In short, by defining more and more military spending as not part of the “national defense” budget, and by absorbing trust funds into the budget for reporting purposes, the amount of your tax dollar going to war and defense has appeared to shrink over time. (It should be heartening to peaceniks that the government feels that all this obfuscation is worth the effort — they’re either ashamed of how they’re spending our money, or they’re afraid of what people would do if they knew the truth.)
Note also that all of that money that Bush has been requesting for the adventures in Iraq and for other aspects of the War on Terrorism wasn’t in the military’s bloated budget to begin with — that’s gonna take “extra” money that Bush has had to ask for above and beyond what’s allocated in the budget.
Now on to the 47% figure: When the War Resisters League tries to figure out its percentage each year, it looks not only at the Defense Department budget, but things like veterans’ benefits and those parts of other departments’ budgets that are also military spending (a lot of the nuclear weapons spending is done through the Department of Energy, for instance). Different people have different ideas of what constitutes military spending — is the Coast Guard a branch of the military, or is it more of a police force? is NASA military, or only the part of its budget that goes expressly to military satellites and such? etc. These are judgment calls, and the War Resisters League has its judgments but yours might very well be different.
Then there’s the question of estimating how much of the national debt was generated by military spending. If a certain percentage of the debt was accumulated to support military spending, then some percentage of the interest on that debt ought to be counted as military spending too. There are a couple of ways you could figure this:
Suppose that for a particular year military spending was $300 billion and total spending was $600 billion, and the deficit for that year was $100 billion. Methodology A: Since military spending was 50% of total spending, you could argue that the military portion of that debt was 50% or $50 billion. Methodology B: Or you could argue that if there were no military spending, there would be no debt — in fact, we would have a surplus; therefore, the debt for that year is entirely military-created.

_Activity 1:_
Answer each question about the military spending passage:
(a) Through which department is much of the nuclear weapons spending done?
(b) In the hypothetical year, how large was the deficit?
(c) Besides defining more military spending as outside "national defense," what has made the share of tax dollars going to war and defense appear to shrink?
_Activity 2:_
Does each statement agree with the military spending passage? Answer yes or no, and quote the words that decide it.
(a) The War Resisters League considers only the Defense Department budget when figuring its percentage.
(b) The money Bush requested for Iraq was already part of the military's budget.
(c) Under Methodology A, the military portion of the hypothetical year's debt would be $50 billion.
_Activity 3:_ Can you rewrite the paragraph of the military spending passage that begins "Now on to the 47% figure" as a brief list that keeps its main facts?
You won't need the rows to answer anything here.

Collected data
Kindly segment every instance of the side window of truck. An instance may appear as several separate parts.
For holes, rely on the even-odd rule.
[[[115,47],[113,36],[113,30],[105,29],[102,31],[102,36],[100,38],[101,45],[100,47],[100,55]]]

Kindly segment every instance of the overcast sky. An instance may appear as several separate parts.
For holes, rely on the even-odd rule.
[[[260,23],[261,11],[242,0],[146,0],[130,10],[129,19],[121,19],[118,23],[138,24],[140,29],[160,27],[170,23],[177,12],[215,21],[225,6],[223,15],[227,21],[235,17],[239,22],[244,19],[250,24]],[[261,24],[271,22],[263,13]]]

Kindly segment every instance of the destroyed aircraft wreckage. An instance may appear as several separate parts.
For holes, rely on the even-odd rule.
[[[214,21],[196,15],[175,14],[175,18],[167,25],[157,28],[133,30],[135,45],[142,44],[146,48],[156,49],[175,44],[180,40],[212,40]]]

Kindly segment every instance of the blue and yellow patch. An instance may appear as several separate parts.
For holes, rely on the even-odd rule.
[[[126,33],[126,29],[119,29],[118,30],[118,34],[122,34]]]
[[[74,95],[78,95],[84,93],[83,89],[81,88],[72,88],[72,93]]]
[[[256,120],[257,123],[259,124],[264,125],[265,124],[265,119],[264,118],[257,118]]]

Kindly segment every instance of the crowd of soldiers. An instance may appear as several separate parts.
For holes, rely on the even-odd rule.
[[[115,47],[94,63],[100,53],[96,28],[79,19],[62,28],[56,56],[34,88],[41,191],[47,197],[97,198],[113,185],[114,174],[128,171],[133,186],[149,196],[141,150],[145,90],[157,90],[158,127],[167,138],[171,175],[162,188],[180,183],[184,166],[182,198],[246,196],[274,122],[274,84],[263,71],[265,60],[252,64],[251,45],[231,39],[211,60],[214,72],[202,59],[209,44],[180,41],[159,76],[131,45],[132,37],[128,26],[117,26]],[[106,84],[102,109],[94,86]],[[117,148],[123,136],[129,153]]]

_Exercise output 1:_
(a) The Department of Energy.
(b) $100 billion.
(c) Absorbing trust funds into the budget for reporting purposes.

_Exercise output 2:_
(a) No: "it looks not only at the Defense Department budget, but things like veterans’ benefits and those parts of other departments’ budgets that are also military spending"
(b) No: "wasn’t in the military’s bloated budget to begin with"
(c) Yes: "you could argue that the military portion of that debt was 50% or $50 billion"

_Exercise output 3:_
- To find its yearly percentage, the War Resisters League counts the Defense Department budget plus veterans' benefits and the military parts of other departments' budgets.
- For example, much nuclear weapons spending goes through the Department of Energy.
- People disagree on what counts as military spending. Is the Coast Guard military or more of a police force? Is all of NASA military, or only the part spent on military satellites?
- These are judgment calls. The League has made its own, and yours may differ.